◆ **Data provided**:

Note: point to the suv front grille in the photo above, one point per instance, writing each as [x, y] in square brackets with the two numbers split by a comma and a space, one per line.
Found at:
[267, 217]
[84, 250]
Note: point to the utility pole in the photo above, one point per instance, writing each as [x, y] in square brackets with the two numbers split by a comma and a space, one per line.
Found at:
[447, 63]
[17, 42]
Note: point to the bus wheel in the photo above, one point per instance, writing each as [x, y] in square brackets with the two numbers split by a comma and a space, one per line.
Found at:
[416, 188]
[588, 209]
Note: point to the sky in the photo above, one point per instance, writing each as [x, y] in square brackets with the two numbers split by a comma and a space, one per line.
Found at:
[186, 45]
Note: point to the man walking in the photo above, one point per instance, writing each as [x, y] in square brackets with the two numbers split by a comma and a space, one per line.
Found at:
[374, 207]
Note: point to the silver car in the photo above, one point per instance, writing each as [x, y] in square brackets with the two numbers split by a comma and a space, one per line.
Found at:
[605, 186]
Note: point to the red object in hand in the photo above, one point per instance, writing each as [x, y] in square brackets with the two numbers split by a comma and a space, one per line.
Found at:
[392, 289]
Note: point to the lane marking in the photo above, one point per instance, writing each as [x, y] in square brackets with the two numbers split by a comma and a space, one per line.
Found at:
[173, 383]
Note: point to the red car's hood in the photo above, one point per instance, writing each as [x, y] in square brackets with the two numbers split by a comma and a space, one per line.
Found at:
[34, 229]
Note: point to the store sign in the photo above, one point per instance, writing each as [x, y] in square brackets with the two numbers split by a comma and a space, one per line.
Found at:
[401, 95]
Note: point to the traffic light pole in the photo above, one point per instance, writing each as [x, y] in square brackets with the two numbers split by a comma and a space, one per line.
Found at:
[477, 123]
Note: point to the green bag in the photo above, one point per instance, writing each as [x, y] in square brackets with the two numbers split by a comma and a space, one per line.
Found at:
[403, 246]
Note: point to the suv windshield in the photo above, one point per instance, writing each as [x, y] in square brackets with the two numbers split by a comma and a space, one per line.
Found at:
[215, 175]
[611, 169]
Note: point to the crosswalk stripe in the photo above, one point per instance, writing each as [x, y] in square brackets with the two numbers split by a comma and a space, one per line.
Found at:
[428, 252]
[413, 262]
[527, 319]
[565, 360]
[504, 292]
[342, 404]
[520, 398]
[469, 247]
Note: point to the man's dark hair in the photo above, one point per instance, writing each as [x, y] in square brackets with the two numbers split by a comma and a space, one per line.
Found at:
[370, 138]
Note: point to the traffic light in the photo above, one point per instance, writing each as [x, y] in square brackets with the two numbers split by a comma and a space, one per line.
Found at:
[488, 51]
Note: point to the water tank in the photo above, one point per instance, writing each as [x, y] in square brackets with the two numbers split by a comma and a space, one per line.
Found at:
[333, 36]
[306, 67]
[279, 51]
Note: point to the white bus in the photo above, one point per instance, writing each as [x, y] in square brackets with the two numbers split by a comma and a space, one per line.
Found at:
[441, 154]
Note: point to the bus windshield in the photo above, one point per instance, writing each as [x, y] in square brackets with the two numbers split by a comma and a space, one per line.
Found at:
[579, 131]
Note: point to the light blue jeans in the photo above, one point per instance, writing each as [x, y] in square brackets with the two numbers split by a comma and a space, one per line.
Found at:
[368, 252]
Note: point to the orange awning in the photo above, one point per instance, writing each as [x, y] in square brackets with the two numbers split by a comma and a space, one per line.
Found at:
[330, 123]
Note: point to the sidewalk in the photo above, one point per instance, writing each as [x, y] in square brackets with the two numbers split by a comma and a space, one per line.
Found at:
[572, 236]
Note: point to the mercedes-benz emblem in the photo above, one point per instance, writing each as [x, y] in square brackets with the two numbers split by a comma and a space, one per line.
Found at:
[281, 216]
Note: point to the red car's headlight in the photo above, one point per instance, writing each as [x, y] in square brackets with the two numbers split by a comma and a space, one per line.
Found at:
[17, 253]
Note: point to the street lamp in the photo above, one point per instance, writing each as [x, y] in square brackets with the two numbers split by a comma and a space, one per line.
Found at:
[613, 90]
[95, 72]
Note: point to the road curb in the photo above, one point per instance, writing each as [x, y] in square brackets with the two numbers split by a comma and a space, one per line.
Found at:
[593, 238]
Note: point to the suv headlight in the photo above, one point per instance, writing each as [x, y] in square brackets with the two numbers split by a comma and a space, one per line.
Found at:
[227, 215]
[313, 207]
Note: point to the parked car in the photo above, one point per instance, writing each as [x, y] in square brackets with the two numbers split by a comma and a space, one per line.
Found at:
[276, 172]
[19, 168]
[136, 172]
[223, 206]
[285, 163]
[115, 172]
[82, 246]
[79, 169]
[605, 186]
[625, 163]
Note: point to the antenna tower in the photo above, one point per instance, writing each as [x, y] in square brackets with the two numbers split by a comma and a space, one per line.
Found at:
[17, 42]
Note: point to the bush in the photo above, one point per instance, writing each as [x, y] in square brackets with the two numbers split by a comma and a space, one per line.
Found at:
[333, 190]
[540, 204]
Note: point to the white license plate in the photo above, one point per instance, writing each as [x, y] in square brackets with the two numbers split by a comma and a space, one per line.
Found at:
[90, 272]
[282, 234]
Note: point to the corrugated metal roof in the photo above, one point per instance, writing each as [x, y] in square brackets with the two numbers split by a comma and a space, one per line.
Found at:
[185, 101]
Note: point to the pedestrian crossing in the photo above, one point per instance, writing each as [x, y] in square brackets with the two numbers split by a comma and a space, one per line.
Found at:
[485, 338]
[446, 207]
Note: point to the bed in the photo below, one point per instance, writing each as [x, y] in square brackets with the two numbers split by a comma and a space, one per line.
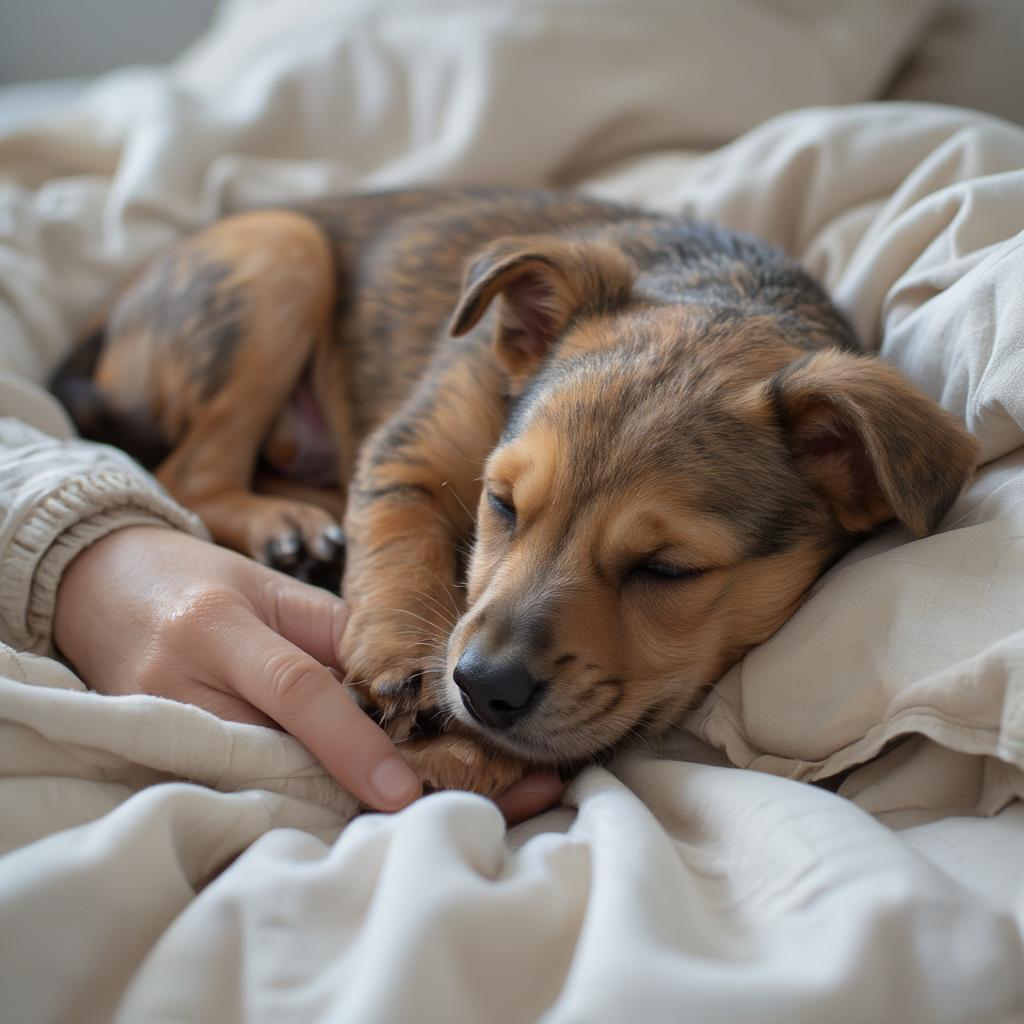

◆ **Work required**: Write out, exactly as they appear, the lines from the one containing "Note: point to the corrugated" through the end of the material above, excluding pictures.

◆ **Task solution**:
Note: point to the corrugated metal roof in the photo above, one point per instance, writing each as [x, y] in square brackets with the two numbers split by a comma and a space, one per line.
Found at:
[185, 101]
Note: point to the pedestrian crossing in the photo above, one point per instance, writing each as [x, y] in square brackets with the two numbers split by a comma and a space, one per line.
Found at:
[485, 338]
[446, 207]
Note: point to the bed in the photo below, one point per instance, writing each as [x, y] in square brackets with the two numbers split by a comma and a space, one per line.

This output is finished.